_Problems and tasks_
**A.** Decide whether each statement agrees with the article on the European Materials Handling Federation, answering yes or no and quoting the words that settle it: (i) FEM's secretariat moved to Brussels in 2000; (ii) FEM holds its Congress every year; (iii) the 2018 Congress was organized by VDMA.
**B.** Carry on the article on the European Materials Handling Federation from its last sentence.

_Source text_
European Materials Handling Federation
- Abbreviation: FEM
- Formation: 1960
- Type: Trade association
- Legal status: Non-profit company
- Purpose: Association of materials handling, lifting and storage equipment
- Headquarters: Diamant Building
- Location: Boulevard Auguste Reyers 80, B-1030 Brussels;
- Region served: Europe
- Membership: 15 national trade associations
- Main organ: FEM General Assembly and Executive Committee(Board)
- Website: www.fem-eur.com

= European Materials Handling Federation =

The European Materials Handling Federation (Fédération Européenne de la Manutention, FEM), is the association representing material handling, lifting and storage equipment manufacturers in Europe.

==History==
FEM was established in 1953 with two main purposes: (1) facilitating cooperation among materials handling manufacturers in Europe through their respective national committees and (2) creating state-of-the-art technical recommendations from the sector on the use of its equipment.

1993 marked an important change in FEM core activity with the establishment of the Internal Market (European Union) and the gradual increase in relevant regulatory requirements (firstly in the area of safety) originating from the EU. Consequently, in 2000 FEM Secretariat was moved to Brussels to be closer to the decision-making centre.

==Structure==
It represents 15 National Associations in 13 EU Member States, plus Russia, Turkey and Iran. FEM members represent more than 1,000 companies that employ 160,000 people directly in Europe. The industry has an annual turnover of €62bn (2016). FEM office is located in the same building as Pneurop, Comité Européen de l'Industrie de la Robinetterie or Orgalime, of which it is Associate Member. FEM is one of the sector associations Orgalime offers services to.

FEM is organised in Product Groups that reflect the various industries under the materials handling heading: conveyors for bulk handling, crane and lifting equipment, elevating equipment, intralogistics systems, industrial trucks, mobile elevating work platforms, and racking and shelving.

The constituent organisations include:

- Agoria
- VDMA -
- The Federation of Finnish Technology Industries
- CISMA
- AISEM
- DMH - Dutch Material Handling
- FEM-AEM
- TEKNIKFÖRETAGEN
- NRSEA
- ISDER
- UK BMHF

Since 2018, FEM President is Jos De Vuyst from the company STOW.

==Function==
It holds a Congress every two years in the autumn. The last edition took place in Antwerp (2018). It was organised by AGORIA, the Belgian association.

_Labeled shape records_
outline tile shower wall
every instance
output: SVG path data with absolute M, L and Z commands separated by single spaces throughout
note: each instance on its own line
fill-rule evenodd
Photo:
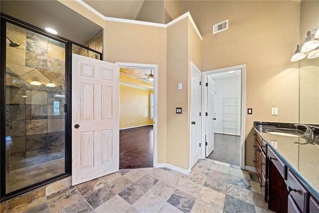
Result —
M 20 44 L 10 47 L 7 40 L 5 118 L 11 125 L 6 127 L 8 160 L 12 163 L 22 157 L 49 156 L 30 162 L 35 165 L 64 157 L 65 45 L 9 23 L 7 35 Z M 32 80 L 42 84 L 30 85 Z M 50 81 L 56 87 L 45 86 Z M 30 166 L 27 161 L 17 162 L 7 169 Z

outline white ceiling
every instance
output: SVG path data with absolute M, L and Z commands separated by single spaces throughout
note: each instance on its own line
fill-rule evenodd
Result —
M 135 20 L 144 3 L 144 0 L 95 0 L 83 1 L 107 17 Z
M 58 35 L 80 44 L 102 29 L 56 0 L 1 0 L 0 8 L 4 14 L 41 29 L 53 28 L 58 31 Z

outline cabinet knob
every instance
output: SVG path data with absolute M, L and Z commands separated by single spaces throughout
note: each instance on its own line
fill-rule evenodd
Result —
M 293 192 L 297 192 L 297 191 L 296 190 L 295 190 L 295 189 L 294 189 L 292 188 L 291 188 L 291 187 L 290 187 L 289 186 L 288 186 L 287 187 L 287 190 L 288 191 L 288 192 L 292 192 L 292 191 L 293 191 Z

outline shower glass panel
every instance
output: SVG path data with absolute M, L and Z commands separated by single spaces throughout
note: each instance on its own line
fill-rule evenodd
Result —
M 65 173 L 65 44 L 9 22 L 6 35 L 7 194 Z

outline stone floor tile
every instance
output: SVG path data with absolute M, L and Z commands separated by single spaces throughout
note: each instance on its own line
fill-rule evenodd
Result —
M 182 213 L 182 212 L 177 208 L 173 207 L 168 203 L 165 203 L 164 205 L 158 212 L 160 213 Z
M 197 198 L 202 187 L 196 183 L 184 179 L 176 189 Z
M 131 208 L 131 205 L 118 195 L 109 199 L 94 210 L 97 213 L 124 213 Z
M 59 213 L 90 213 L 93 210 L 91 208 L 87 202 L 82 198 L 71 205 L 65 207 L 59 211 Z
M 189 212 L 193 208 L 196 198 L 176 190 L 167 202 L 183 212 Z
M 52 212 L 57 212 L 82 198 L 82 196 L 72 186 L 47 197 Z
M 223 211 L 200 200 L 197 199 L 191 212 L 194 213 L 222 213 Z
M 146 190 L 149 190 L 153 187 L 159 181 L 155 178 L 153 178 L 149 175 L 145 175 L 138 181 L 135 182 L 136 184 L 143 188 Z
M 268 209 L 268 205 L 265 202 L 264 195 L 253 192 L 253 198 L 254 204 L 255 206 L 265 210 Z
M 124 176 L 122 176 L 107 184 L 107 186 L 116 194 L 118 194 L 133 183 Z
M 254 205 L 229 195 L 226 196 L 224 211 L 228 213 L 255 213 Z
M 181 183 L 183 180 L 184 180 L 184 178 L 182 177 L 169 172 L 166 175 L 164 179 L 162 179 L 162 181 L 172 187 L 176 188 L 180 184 L 180 183 Z
M 84 199 L 93 209 L 96 209 L 115 195 L 115 193 L 106 186 L 93 192 Z
M 255 182 L 259 182 L 258 177 L 256 173 L 249 172 L 249 178 L 251 181 L 255 181 Z
M 255 209 L 256 210 L 256 213 L 275 213 L 275 212 L 273 212 L 269 210 L 264 210 L 259 207 L 255 206 Z
M 166 170 L 160 168 L 154 168 L 148 174 L 157 179 L 161 181 L 165 179 L 169 173 L 169 172 Z
M 175 191 L 175 188 L 160 181 L 150 190 L 150 192 L 153 193 L 155 196 L 164 201 L 167 201 Z
M 139 185 L 133 184 L 121 192 L 118 195 L 132 205 L 142 197 L 146 192 L 146 190 Z
M 253 193 L 251 190 L 246 190 L 237 186 L 228 184 L 226 195 L 240 200 L 249 204 L 254 205 Z
M 103 187 L 104 184 L 98 179 L 92 180 L 75 186 L 82 196 L 85 197 L 91 193 Z
M 255 182 L 254 181 L 250 182 L 250 185 L 251 186 L 251 191 L 257 193 L 262 194 L 261 188 L 260 187 L 260 183 Z
M 132 170 L 123 176 L 127 179 L 134 183 L 141 178 L 143 177 L 145 173 L 137 170 Z
M 141 213 L 157 213 L 165 203 L 166 201 L 147 192 L 132 206 Z
M 251 190 L 250 181 L 244 178 L 240 178 L 234 175 L 229 175 L 228 183 L 235 186 L 238 186 L 248 190 Z
M 119 173 L 116 172 L 114 173 L 110 174 L 110 175 L 106 175 L 105 176 L 101 177 L 98 179 L 104 184 L 108 184 L 111 182 L 114 181 L 115 180 L 121 177 L 122 175 Z
M 229 168 L 229 175 L 234 175 L 240 178 L 244 178 L 247 180 L 250 180 L 249 173 L 246 170 Z
M 197 199 L 200 199 L 217 208 L 224 209 L 225 195 L 219 192 L 203 187 Z

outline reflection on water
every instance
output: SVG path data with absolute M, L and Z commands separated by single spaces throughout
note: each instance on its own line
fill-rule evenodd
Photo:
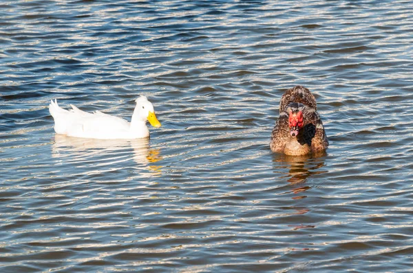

_Expected results_
**A.**
(i) Yes: "in 2000 FEM Secretariat was moved to Brussels to be closer to the decision-making centre."
(ii) No: "It holds a Congress every two years in the autumn."
(iii) No: "It was organised by AGORIA, the Belgian association."

**B.**
FEM is listed in the European Transparency Register.;

FEM is organised in working bodies (Executive Committee, Technical & Regulatory Committee, topical working groups) that meet on a regular basis and several times a year.

==Activities==
A historical and still substantial part of FEM work lies in the production and update of technical recommendations on the use and maintenance of the various categories of materials handling equipment. FEM thus manages several dozens of recommendations.

The other main activity consists in defending and promoting the interests of European materials handling manufacturers towards EU decision-makers in the context of relevant EU legislation. FEM is thus monitoring regulatory developments in several areas such as exhaust emissions of non-road mobile machinery, machinery, noise of equipment used outdoor, energy efficiency, resource efficiency, market surveillance...

FEM also organises events (e.g. participation in CeMAT exhibition) and provides statistics on its industry to its members.

In 2014 FEM confounded the World Materials Handling Alliance with American (MHI), Chinese (CMES, BMHRI) and Japanese (JIMH) colleagues. The Alliance exchanges information on trends, standards and regulations in the world materials handling industry. It meets once a year in conjunction with a major trade exhibition.

==Products==
Materials handling manufacturers produce mechanical equipment related to the movement, storage, control and protection of materials, goods and products throughout the process of manufacturing, distribution, consumption and disposal. Materials handling can be considered as an 'enabling' industry insofar as it fosters the efficiency of the various steps throughout the life cycle of products. Materials handling products are found in almost every manufacturing or distribution company. Materials handling has become more and more automated and integrated into complex systems.

Materials handling equipment covers a wide variety of products including cranes, dock levellers, forklift trucks, adjustable shelving and pallet racking, aerial work platform, vertical conveyors, etc.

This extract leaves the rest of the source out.